• [Problems and tasks]
a) In the passage about the arrest and the sergeant's visit, what name did the sergeant give when he was introduced to the family?
b) Copy word for word the stretch of the passage about the arrest and the sergeant's visit from "We filled the" through "in some camp.".

• [Text provided]
········

We filled the carts with gravel in record time. By five o’clock, after ten loads, the gravel had piled up in the yard of the army compound. Without indicating to any one of us the reason for our arrests, the Germans released us.
I thanked God over and over and quickly disappeared from their sight. Once on the road, I ran as fast as I could. When I reached home, out of breath, Mama’s face lit up. Seeing me, her agony was replaced by joy. She had already been to the Jewish councillors, I learned, begging them to find out why I was arrested and pleading with them to intervene. In contrast, Papa believed it had been a mistake all along. A few days later I heard that Kozlowski was arrested once more. No one ever saw him or heard from him again. The rumor was that he died in some camp.
At dusk I wondered if the sergeant would keep his word. After a while I saw someone resembling him coming down our street, checking house numbers. When he saw me, he came up close and whispered, “I have to be very careful.” He quickly entered the school with me. When I introduced him to my family, he gave his name as Sergeant Sprengle. He begged us not to tell anyone he had come into our room. Then he told me that because of Krusche’s complaint, Schweikert had ordered my arrest. Krusche insisted I had practiced dentistry here, depriving him of his income. All this, of course, was a lie. Few Poles were conscious of dental care, and most were too poor to spare the money for it. Even after losing their natural teeth, they didn’t see the need to get false ones.

········

• [Information shown]
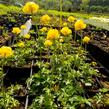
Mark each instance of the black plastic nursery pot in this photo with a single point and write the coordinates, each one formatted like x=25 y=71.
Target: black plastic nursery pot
x=17 y=75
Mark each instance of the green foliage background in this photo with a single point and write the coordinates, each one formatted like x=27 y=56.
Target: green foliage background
x=68 y=5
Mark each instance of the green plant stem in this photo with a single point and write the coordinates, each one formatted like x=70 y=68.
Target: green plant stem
x=60 y=14
x=81 y=37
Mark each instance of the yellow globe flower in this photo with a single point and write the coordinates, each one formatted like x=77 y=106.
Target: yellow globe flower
x=61 y=40
x=45 y=19
x=20 y=44
x=48 y=43
x=79 y=25
x=66 y=31
x=86 y=39
x=16 y=30
x=44 y=29
x=23 y=26
x=6 y=51
x=27 y=36
x=52 y=34
x=30 y=8
x=71 y=19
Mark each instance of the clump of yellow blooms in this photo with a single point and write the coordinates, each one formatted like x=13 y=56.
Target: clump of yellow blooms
x=30 y=8
x=61 y=40
x=45 y=19
x=16 y=30
x=86 y=39
x=66 y=31
x=23 y=26
x=65 y=24
x=79 y=25
x=48 y=43
x=71 y=19
x=27 y=36
x=52 y=34
x=6 y=51
x=20 y=44
x=44 y=29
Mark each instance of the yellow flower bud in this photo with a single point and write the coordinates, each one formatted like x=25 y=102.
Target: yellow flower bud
x=30 y=8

········

• [Responses per task]
a) Sergeant Sprengle.

b)
We filled the carts with gravel in record time. By five o’clock, after ten loads, the gravel had piled up in the yard of the army compound. Without indicating to any one of us the reason for our arrests, the Germans released us.
I thanked God over and over and quickly disappeared from their sight. Once on the road, I ran as fast as I could. When I reached home, out of breath, Mama’s face lit up. Seeing me, her agony was replaced by joy. She had already been to the Jewish councillors, I learned, begging them to find out why I was arrested and pleading with them to intervene. In contrast, Papa believed it had been a mistake all along. A few days later I heard that Kozlowski was arrested once more. No one ever saw him or heard from him again. The rumor was that he died in some camp.